WHAT YOU NEED TO DO: Transcribe exactly the lines below that begin at the line with "Target: building facade" and stop after the line with "Practice step: pin every instance of the stone robe", leaving out every picture.

AVAILABLE DATA:
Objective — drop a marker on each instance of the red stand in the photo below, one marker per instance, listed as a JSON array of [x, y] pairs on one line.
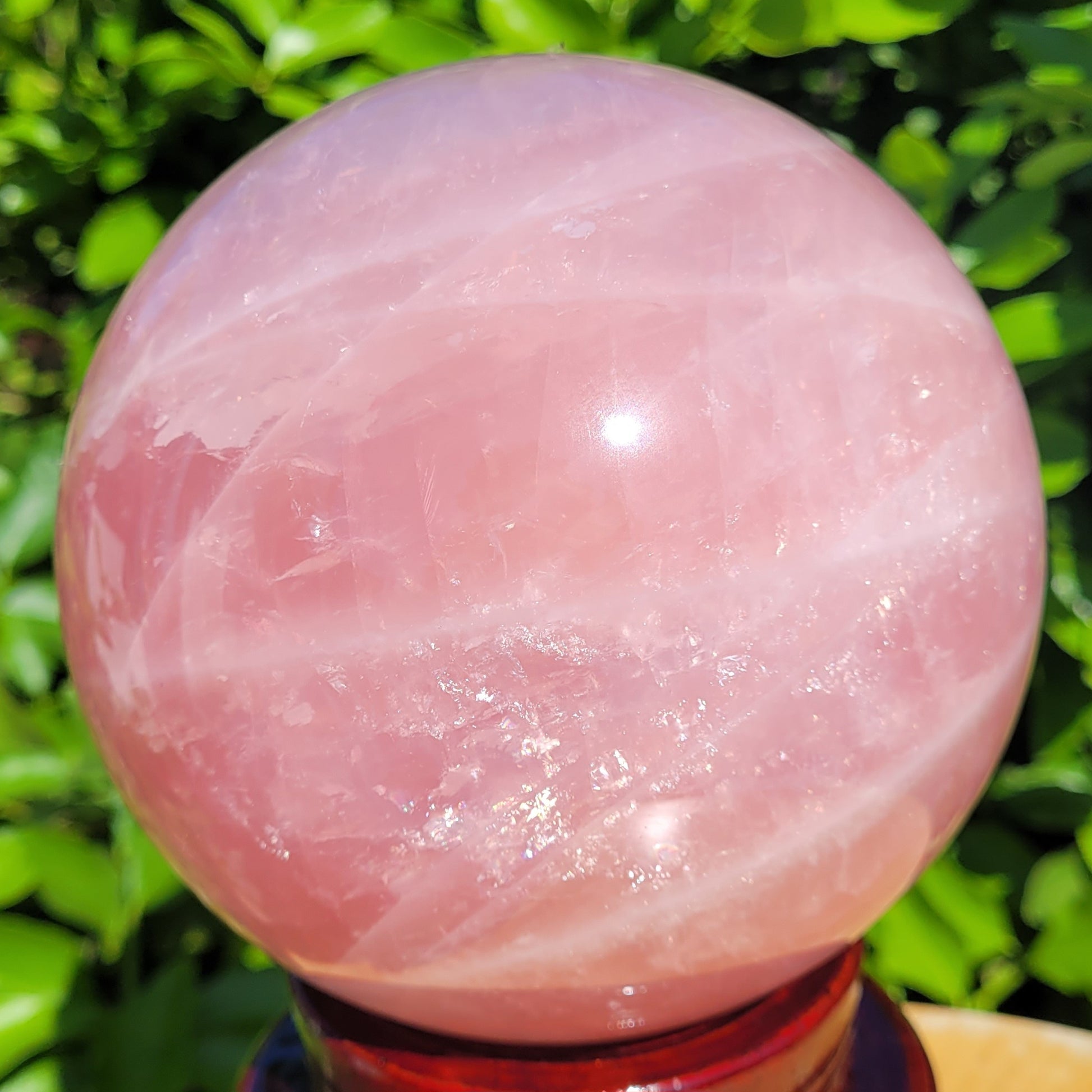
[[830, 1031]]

---

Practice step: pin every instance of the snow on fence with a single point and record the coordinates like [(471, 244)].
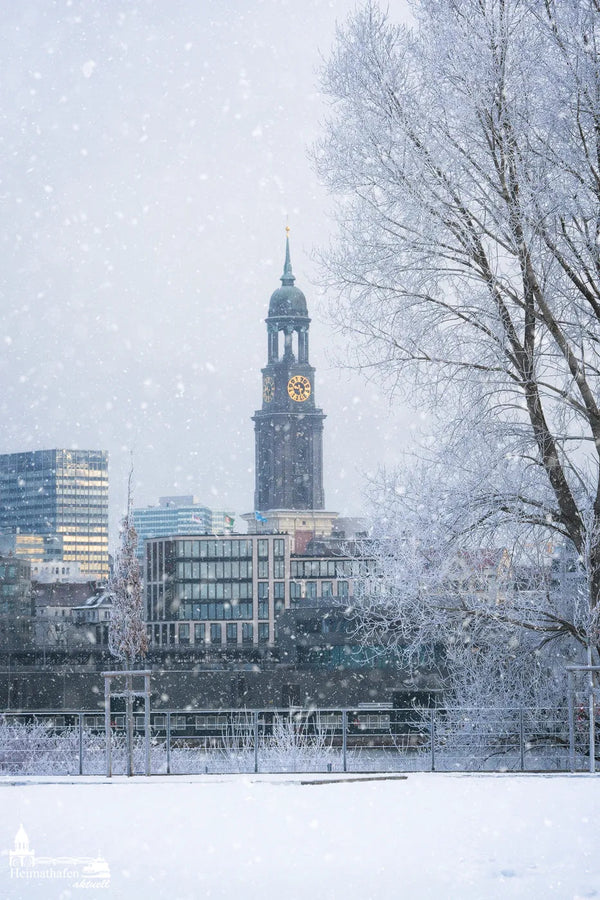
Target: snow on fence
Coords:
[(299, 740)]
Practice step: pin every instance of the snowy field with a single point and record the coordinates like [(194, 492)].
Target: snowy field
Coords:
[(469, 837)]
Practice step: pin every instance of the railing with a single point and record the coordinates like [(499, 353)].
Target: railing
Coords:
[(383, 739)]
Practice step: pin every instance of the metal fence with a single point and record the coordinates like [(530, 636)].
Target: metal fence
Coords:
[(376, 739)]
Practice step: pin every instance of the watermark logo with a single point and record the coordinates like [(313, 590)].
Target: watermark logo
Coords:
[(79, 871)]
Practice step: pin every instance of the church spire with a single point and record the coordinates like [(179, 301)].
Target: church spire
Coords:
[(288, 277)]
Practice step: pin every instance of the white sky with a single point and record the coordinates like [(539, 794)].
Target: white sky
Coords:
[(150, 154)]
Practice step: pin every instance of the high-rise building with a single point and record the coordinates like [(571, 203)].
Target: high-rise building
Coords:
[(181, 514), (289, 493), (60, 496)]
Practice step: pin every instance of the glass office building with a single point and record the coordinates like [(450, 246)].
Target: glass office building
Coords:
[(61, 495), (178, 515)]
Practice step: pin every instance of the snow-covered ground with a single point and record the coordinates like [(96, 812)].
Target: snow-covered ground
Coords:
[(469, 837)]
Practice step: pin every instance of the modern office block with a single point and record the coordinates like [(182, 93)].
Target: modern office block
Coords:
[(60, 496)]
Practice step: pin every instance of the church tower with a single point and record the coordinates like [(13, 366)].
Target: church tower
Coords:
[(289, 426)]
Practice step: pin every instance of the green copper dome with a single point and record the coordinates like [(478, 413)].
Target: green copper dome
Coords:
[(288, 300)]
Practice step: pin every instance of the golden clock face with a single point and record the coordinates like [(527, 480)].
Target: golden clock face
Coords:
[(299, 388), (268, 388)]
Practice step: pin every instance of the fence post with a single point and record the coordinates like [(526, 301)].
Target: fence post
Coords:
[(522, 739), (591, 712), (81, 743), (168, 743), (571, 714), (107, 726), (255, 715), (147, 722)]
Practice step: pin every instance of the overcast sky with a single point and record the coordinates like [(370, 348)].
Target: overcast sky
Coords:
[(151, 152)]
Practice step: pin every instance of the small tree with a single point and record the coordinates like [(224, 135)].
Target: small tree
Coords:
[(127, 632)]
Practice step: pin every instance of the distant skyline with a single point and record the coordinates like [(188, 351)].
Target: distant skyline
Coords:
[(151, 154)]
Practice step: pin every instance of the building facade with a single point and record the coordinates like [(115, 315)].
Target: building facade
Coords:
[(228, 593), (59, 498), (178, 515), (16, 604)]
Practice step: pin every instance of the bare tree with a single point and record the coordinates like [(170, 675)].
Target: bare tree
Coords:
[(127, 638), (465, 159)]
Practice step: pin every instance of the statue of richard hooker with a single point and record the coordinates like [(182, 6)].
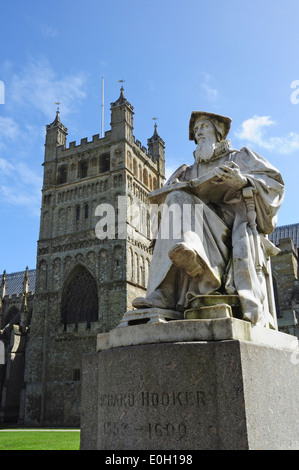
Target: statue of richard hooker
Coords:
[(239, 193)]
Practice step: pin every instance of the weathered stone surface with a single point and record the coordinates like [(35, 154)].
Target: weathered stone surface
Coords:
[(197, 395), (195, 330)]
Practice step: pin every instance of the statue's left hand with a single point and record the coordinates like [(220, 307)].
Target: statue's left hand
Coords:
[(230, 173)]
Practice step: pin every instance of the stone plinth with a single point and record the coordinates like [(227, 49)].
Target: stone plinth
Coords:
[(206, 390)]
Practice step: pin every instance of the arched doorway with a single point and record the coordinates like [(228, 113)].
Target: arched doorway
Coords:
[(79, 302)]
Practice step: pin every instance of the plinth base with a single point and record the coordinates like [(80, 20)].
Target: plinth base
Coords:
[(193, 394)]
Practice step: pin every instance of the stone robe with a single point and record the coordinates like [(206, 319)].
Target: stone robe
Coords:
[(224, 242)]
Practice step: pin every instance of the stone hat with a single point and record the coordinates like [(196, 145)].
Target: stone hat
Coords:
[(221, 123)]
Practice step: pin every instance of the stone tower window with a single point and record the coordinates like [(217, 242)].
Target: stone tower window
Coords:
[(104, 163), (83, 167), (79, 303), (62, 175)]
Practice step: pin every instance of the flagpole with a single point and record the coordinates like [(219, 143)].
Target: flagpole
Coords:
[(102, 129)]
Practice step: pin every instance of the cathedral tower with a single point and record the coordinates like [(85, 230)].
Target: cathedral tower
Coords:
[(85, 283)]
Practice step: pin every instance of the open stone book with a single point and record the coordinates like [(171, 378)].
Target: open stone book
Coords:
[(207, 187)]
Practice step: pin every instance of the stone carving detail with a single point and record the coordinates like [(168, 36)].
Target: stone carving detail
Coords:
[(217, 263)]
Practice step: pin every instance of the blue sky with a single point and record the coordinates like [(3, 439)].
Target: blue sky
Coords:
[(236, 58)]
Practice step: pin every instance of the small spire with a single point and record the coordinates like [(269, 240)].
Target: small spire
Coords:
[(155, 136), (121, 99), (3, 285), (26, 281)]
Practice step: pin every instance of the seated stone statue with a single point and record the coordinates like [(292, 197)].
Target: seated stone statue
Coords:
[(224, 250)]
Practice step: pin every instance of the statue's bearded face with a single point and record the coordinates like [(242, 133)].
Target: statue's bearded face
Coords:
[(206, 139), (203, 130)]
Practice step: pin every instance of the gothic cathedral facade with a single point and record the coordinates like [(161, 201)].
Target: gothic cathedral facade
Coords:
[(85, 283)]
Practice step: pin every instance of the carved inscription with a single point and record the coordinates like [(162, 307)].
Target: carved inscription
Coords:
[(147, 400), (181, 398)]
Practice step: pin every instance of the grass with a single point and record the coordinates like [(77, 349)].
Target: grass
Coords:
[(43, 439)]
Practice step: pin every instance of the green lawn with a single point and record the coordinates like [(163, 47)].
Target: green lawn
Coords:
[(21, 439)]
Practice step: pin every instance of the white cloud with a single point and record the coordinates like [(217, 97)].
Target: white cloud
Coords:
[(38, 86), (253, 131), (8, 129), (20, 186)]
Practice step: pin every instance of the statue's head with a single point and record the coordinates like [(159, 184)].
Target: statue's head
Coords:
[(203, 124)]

EXERCISE SOLUTION:
Target: building facade
Coords:
[(228, 593), (59, 498), (178, 515), (16, 604)]
Practice step: pin every instance of the bare tree with a single point and record the coordinates like [(170, 675)].
Target: bare tree
Coords:
[(127, 638), (465, 159)]
Practice step: pin every instance of the statue of richard hooker with a single point and record the coordinates like [(182, 6)].
Target: statue of richard hooker
Coords:
[(239, 193)]
Practice step: pin every instance of the weathered stone surface with a single point and record the coordinates like [(35, 154)].
Target: weathered stone surface
Coords:
[(197, 395), (195, 330)]
Practice step: pin every instance of the statue's left hand with a single point and record the coordinates like [(220, 307)].
Target: statue's left hand
Coords:
[(230, 173)]
Practice step: pin every instance of the stone plinth with a single point and record the coordinates like [(227, 49)].
Target: stone plinth
Coords:
[(206, 390)]
Practice step: pin every instance of the arched doorway with a single point and record the coordinates like [(228, 113)].
Target: arched doorway
Coords:
[(79, 302)]
Practice step: pin every instance of the plinth base with a single point and record the coordinates like [(80, 20)].
Target: plinth base
Coords:
[(193, 394)]
Practice step: pin every instance of the stone robe with a single point and record the coordinates like [(206, 319)].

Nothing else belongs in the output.